● The problem: Rewrite the records below, changing "Pointing rules" to "Marking rules" wherever it appears and leaving everything else as it is.
### Dataset extract ###
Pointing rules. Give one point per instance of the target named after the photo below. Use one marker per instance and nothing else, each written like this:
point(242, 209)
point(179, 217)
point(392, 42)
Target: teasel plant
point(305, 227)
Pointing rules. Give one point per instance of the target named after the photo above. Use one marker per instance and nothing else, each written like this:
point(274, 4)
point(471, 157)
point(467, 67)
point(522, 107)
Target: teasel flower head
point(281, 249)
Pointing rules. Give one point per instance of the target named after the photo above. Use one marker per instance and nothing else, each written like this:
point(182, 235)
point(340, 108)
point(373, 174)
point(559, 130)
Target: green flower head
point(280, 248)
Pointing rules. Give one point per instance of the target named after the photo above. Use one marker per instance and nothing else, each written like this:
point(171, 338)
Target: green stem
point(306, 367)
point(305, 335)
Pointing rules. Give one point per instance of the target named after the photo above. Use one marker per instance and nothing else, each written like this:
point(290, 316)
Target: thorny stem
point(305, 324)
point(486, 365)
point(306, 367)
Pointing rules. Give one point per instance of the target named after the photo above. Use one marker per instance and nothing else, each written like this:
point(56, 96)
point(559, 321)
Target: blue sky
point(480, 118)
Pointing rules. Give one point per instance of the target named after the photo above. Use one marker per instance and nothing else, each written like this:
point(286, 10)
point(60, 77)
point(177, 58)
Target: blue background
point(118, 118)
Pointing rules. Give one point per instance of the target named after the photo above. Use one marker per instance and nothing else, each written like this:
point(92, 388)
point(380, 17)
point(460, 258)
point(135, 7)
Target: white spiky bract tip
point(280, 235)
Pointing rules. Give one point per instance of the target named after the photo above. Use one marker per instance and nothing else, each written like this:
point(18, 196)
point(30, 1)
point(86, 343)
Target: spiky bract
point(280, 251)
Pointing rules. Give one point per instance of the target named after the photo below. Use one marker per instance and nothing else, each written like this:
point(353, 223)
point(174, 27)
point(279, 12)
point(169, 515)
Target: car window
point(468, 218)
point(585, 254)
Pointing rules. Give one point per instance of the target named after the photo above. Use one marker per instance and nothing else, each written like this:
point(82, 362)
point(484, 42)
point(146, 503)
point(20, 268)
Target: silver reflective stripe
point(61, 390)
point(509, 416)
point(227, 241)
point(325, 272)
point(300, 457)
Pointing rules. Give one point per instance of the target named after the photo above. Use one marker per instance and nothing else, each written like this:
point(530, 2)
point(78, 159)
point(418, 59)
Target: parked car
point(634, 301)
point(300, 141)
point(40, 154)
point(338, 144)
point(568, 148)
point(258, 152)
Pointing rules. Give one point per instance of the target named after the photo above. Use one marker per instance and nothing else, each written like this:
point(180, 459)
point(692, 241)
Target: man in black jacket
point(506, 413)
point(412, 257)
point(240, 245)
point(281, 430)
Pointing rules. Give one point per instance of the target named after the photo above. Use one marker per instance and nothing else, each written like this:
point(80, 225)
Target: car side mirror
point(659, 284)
###
● Solution to the problem:
Marking rules. Give one point per instance of the target named after the photo below. Use one marker per instance and nothing else, each written like this:
point(242, 209)
point(179, 217)
point(392, 42)
Target: teasel plant
point(305, 227)
Marking rules. Give one point per instance of the target named after the photo above. Use one marker per instance and nothing else, each written like this:
point(274, 4)
point(471, 157)
point(467, 67)
point(522, 107)
Target: teasel flower head
point(281, 249)
Marking rules. Give one point per instance of the target named after the photo above. Use one marker per instance and nothing else, each written like this:
point(182, 235)
point(340, 108)
point(373, 174)
point(559, 130)
Target: green flower head
point(280, 248)
Marking rules. Give one point per instance of the target named after the photo above. Use one marker per instance and nothing else, each written like this:
point(171, 338)
Target: green stem
point(306, 367)
point(305, 335)
Marking rules. Give one point per instance of the target named after the photo above. Use one marker per instance and nothing else, each written like this:
point(290, 316)
Target: thorny stem
point(305, 324)
point(486, 365)
point(306, 367)
Marking rules. Give one point per instance of the target named after the photo above. Use one marker per instance and nothing else, each written like this:
point(56, 96)
point(559, 321)
Target: blue sky
point(480, 118)
Marking rules. Give one point per instance of the target named after the photo above. Use one marker per instance and nothing else, each written like this:
point(286, 10)
point(60, 77)
point(177, 58)
Target: blue background
point(118, 118)
Marking rules. Give one point per instance of the target named after the photo above. Use one marker per instance and nothing else, each written like this:
point(92, 388)
point(380, 17)
point(460, 258)
point(135, 7)
Target: white spiky bract tip
point(280, 235)
Marking rules. Give one point per instance of the target named after the photo above. Use one marker per instance and nothing else, each written like this:
point(18, 196)
point(30, 1)
point(86, 343)
Target: spiky bract
point(280, 251)
Marking rules. Give one point per instance of the target named after the photo below. Use one marker per instance and nothing else, each written like this:
point(353, 223)
point(174, 27)
point(279, 12)
point(169, 515)
Target: car window
point(468, 218)
point(585, 254)
Marking rules. Give one point per instance of the target named after the photo above. Use one marker per instance and nothing else, each written like this:
point(82, 362)
point(484, 42)
point(146, 503)
point(20, 268)
Target: silver reflective stripe
point(61, 390)
point(509, 416)
point(227, 241)
point(325, 272)
point(300, 457)
Marking rules. Give one point per instance of the target named after the photo above. Use one marker per instance and nothing else, each written like this:
point(530, 2)
point(78, 159)
point(418, 59)
Target: parked car
point(634, 301)
point(300, 141)
point(40, 154)
point(338, 144)
point(568, 148)
point(258, 152)
Marking rules. Give one point per instance of the target named after the photo above. Use one marker per instance and nothing else, each written like this:
point(180, 459)
point(692, 241)
Target: man in black jacket
point(506, 413)
point(412, 257)
point(240, 245)
point(281, 430)
Marking rules. Give one point per instance of the target named after the photo above. Use one marker per instance and nothing else, each written like this:
point(80, 225)
Target: car side mirror
point(659, 284)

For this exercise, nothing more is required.